● Supplied text:
+++

And then the day comes when Big Jim is no longer the person S.T. knows. Jim no longer takes S.T. for a drive around Seattle or mentions anything about the country’s economy; instead, Jim spends all the time in the basement, drooling while scrapping his fingers on the wall until they bleed. Even when S.T. pours a shot of beer from his beak into Jim’s open mouth, the latter still doesn’t respond. Jim doesn’t look right at all, especially with his eyeballs no longer in their sockets.

After brief discussions with some wild crows, S.T. knows that humans have fallen victim to a zombifying agent. He assumes that the source of the problem—whatever it might be—was most likely invented by humans themselves. The moment Jim tries to take a bite out of S.T., finally the pet crow realizes it is time to try and figure out what happens in the world outside. He is not alone, however; Dennis is a faithful companion.

The real apocalyptic tale in the Hollow Kingdom begins as soon as S.T. leaves the house. Among a plethora of apocalyptic novels in which humans are the focal point, Buxton offers a different perspective. A zombie apocalypse inevitably affects domesticated and wild animals. S.T. takes center stage and narrates much of the novel.

Empty Vessels

Outside the domesticated world, S.T. and Dennis along with other animals realize how humans have lost their place as the dominant species on the planet. Animals now refer to humans simply as “Hollows” for they no longer project the intelligence, dominance, and hegemony they are used to. They are nothing but empty vessels, devoid of any conceivable mental capacity. 

Hollow Kingdom

S.T. turns out to be a brilliant narrator. He sounds honest and almost every remark is based on his particle understanding of human oddities. He is also determined to rescue other pets trapped with their zombie owners. For example, S.T. thinks he finds an actual Nemo in a gift shop and describes a crucifix in a church as a fake MoFo (the term S.T. uses to refer to a person) in a loin cloth. He and Dennis also successfully rescue a group of cats that see their owners as nothing but mediocre servants.

During his adventure with Dennis to find a cure for Big Jim, the crow unintentionally undergoes a soul-searching journey for himself as well. He sympathizes with other pets but has all sorts of prejudices and biases toward wild birds like penguins and seagulls. Nearly all animals agree with the notion that a world without humans is a better place for everyone, which puts S.T. in a strange confusion. Deep inside, not only does S.T. love humans, but he also wants to be a human. Now, he only needs to get used to human extinction. 

We love this completely different approach to a zombie apocalypse! Let’s face it, the planet probably would do better without us, but if there weren’t any humans around, who would write remarkable stories like Hollow Kingdom? And who would read them?

Did you like Hollow Kingdom? Let us know. We’d love to hear from you.

Other things you might want to know about.

What do we know about Kira Jane Buxton?

According to bookreporter.com, Hollow Kingdom is her debut novel. She has won several awards for this book, including the best book of 2019 by NPR, Book Riot and Good Housekeeping. She spends her time with her husband, 3 cats, a dog, 2 crows, hummingbirds, stellar jays, 2 juncos and 2 squirrels.

What are some other novels with animal narrators?

According to electricliterature.com Kira Jane Buxton recommends “fiction that makes animals the mouthpiece of human angst.” Here are 8 other novels with animal narrators.

  1. Hollow Kingdom by Kira Jane Buxton
  2. Mink River by Brian Doyle
  3. Timothy; or, Notes of an Abject Reptile by Verlyn Klinkenborg
  4. Watership Down by Richard Adams
  5. The White Bone by Barbara Gowdy
  6. The Bees by Laline Paull
  7. Animal Farm by George Orwell
  8. The Art of Racing in the Rain by Garth Stein
  9. Me Cheeta: The Autobiography by James Lever

Go to electricliterature.com to read details about each of these novels with animal narrators.

What genre is a book with talking animals?

According to prowritingaid.com anthropomorphism is when “speaking animals or objects who talk, think, or behave like humans are all anthropomorphic. Think of Thomas the Tank, Winnie the Pooh, or Peter Rabbit.” They literally act as if they are human. In Hollow Kingdom, the animal that is anthropomorphic is a crow named S.T.

+++

● Exercise goal:
Print the stretch of the Hollow Kingdom review from "And then the" through "in their sockets.", word for word.

● Data section:
+++

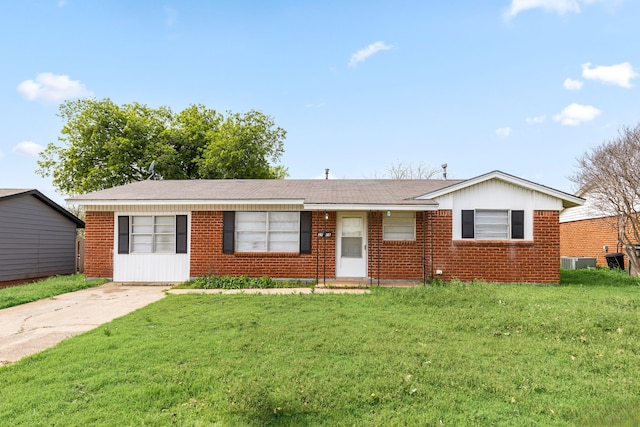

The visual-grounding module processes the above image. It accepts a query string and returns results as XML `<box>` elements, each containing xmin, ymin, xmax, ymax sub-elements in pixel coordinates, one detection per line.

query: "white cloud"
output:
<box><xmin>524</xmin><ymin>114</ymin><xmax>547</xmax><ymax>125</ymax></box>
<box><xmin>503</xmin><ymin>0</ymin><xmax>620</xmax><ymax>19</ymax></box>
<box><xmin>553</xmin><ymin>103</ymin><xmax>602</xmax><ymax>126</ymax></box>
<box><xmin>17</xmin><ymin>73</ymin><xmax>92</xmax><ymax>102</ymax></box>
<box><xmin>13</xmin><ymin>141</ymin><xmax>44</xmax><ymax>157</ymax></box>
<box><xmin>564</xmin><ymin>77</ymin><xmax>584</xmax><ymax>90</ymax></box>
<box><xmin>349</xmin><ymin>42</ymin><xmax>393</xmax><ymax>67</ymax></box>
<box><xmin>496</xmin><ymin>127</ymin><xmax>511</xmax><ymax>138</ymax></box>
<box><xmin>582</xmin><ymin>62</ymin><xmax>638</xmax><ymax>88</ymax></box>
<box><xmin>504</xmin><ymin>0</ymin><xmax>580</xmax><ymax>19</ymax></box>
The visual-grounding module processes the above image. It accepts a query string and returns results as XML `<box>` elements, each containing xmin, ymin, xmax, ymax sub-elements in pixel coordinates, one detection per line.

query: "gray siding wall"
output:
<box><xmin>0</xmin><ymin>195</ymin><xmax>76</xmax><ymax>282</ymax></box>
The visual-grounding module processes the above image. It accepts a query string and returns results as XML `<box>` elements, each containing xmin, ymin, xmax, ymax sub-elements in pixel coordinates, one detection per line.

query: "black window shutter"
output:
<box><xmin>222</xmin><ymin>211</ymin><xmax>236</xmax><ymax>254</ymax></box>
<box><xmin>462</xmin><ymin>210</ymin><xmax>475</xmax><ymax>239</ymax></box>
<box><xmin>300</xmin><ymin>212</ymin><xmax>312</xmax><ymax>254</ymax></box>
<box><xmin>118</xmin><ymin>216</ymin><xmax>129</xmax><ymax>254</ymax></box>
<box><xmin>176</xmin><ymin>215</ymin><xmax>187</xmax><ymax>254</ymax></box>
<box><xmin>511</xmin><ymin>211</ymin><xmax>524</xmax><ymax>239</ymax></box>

+++

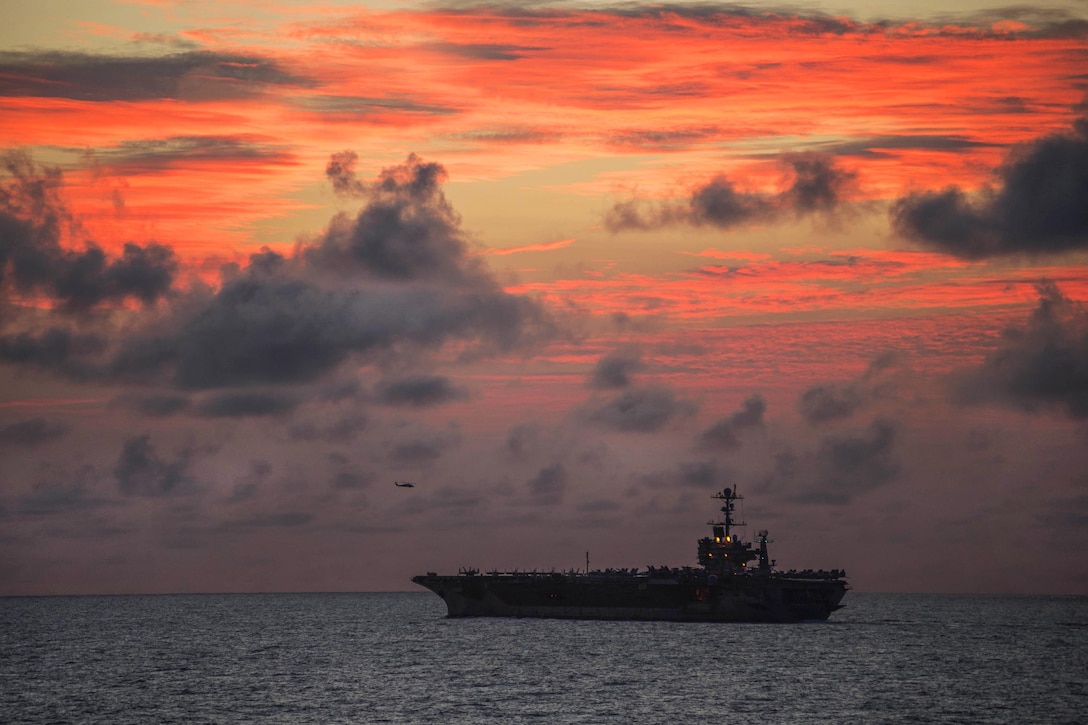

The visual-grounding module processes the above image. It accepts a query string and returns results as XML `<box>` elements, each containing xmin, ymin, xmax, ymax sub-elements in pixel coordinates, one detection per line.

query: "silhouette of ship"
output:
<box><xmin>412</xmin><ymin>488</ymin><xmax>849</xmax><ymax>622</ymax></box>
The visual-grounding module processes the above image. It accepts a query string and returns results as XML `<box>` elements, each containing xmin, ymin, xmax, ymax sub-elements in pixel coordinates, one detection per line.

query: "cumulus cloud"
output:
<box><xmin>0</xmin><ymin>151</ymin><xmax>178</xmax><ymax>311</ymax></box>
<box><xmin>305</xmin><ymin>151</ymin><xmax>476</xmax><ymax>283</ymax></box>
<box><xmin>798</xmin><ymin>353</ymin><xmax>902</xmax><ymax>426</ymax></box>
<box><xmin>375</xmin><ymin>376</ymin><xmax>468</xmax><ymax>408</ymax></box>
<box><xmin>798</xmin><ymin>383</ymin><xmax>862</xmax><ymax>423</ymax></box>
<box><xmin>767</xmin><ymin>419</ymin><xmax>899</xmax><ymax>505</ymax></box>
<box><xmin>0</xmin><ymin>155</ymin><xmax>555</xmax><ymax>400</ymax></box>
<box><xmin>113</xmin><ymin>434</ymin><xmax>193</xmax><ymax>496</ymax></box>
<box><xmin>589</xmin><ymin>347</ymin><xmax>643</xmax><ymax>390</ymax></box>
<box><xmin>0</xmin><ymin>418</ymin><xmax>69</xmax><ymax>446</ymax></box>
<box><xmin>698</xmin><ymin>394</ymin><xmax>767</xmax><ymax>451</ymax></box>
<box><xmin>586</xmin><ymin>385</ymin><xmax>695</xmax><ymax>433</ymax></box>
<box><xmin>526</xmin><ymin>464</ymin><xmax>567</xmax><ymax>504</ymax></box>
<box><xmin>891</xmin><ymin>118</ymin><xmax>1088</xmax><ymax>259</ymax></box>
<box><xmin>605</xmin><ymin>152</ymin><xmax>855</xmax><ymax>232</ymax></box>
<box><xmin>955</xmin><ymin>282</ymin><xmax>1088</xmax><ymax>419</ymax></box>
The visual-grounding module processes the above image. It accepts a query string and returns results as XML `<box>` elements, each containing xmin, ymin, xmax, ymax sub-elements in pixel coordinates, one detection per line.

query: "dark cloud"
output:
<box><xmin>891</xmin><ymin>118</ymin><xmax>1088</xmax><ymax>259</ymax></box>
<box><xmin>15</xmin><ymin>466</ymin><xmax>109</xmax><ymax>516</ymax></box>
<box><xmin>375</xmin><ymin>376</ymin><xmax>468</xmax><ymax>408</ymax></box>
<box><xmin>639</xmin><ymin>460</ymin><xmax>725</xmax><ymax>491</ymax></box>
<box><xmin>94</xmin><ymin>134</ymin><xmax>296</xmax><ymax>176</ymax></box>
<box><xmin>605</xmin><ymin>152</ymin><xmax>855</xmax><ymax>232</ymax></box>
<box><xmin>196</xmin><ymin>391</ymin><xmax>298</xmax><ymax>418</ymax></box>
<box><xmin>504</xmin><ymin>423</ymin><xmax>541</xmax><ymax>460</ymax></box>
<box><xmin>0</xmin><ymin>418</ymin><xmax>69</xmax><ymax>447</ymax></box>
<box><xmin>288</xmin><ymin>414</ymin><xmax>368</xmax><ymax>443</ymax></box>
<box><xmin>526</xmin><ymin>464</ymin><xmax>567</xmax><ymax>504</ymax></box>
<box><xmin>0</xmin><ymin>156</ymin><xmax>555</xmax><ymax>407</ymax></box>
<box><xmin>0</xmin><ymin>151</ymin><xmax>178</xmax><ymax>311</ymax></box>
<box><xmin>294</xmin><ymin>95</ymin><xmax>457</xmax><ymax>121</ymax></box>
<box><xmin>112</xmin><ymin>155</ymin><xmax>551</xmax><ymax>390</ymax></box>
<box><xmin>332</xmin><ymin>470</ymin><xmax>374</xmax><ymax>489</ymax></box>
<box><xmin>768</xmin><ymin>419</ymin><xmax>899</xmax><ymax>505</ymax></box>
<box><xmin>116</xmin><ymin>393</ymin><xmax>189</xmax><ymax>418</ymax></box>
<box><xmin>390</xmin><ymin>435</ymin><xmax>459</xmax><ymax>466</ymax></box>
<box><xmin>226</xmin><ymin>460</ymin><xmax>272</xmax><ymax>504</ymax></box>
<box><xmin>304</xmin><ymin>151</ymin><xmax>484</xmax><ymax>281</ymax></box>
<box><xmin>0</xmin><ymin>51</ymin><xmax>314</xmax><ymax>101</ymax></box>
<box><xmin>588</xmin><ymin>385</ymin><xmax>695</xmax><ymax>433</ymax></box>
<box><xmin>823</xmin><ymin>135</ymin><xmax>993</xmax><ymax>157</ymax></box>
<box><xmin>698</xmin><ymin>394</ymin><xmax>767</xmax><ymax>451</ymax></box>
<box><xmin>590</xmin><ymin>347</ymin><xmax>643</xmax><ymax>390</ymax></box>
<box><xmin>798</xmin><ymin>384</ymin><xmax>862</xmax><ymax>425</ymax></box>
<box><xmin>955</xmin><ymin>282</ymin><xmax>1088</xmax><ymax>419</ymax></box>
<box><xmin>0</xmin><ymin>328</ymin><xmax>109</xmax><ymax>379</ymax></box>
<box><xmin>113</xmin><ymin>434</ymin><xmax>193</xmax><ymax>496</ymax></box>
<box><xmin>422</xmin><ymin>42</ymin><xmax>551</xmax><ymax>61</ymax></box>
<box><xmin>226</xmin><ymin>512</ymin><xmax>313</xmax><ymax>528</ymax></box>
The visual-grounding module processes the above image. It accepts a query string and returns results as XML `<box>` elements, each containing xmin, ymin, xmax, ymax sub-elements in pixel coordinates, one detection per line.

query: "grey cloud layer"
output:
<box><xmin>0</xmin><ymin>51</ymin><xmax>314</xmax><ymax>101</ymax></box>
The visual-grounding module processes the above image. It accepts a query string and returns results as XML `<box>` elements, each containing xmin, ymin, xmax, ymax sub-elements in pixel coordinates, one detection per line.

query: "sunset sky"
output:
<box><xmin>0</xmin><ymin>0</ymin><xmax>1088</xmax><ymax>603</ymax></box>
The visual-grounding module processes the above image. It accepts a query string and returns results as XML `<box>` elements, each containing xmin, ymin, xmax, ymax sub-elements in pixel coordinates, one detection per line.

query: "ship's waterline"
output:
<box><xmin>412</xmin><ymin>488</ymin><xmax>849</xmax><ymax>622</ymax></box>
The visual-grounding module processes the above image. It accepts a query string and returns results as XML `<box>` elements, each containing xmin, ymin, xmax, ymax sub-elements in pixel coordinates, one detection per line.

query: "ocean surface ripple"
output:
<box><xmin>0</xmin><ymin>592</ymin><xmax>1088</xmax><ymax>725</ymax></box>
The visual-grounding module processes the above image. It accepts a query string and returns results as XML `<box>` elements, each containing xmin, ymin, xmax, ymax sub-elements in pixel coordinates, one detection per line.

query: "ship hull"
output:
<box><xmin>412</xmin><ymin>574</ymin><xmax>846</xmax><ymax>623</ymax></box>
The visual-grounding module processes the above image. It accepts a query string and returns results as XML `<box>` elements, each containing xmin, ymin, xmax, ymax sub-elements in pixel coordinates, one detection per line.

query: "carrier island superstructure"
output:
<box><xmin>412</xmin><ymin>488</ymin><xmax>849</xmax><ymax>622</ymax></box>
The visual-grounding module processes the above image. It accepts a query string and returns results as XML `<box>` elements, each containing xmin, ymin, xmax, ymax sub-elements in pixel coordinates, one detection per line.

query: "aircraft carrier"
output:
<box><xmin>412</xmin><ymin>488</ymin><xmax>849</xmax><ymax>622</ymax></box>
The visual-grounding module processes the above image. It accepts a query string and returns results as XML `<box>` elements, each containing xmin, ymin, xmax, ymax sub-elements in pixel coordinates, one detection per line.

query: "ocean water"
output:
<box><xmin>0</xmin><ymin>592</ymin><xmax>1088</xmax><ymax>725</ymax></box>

+++

● Task answer:
And then the day comes when Big Jim is no longer the person S.T. knows. Jim no longer takes S.T. for a drive around Seattle or mentions anything about the country’s economy; instead, Jim spends all the time in the basement, drooling while scrapping his fingers on the wall until they bleed. Even when S.T. pours a shot of beer from his beak into Jim’s open mouth, the latter still doesn’t respond. Jim doesn’t look right at all, especially with his eyeballs no longer in their sockets.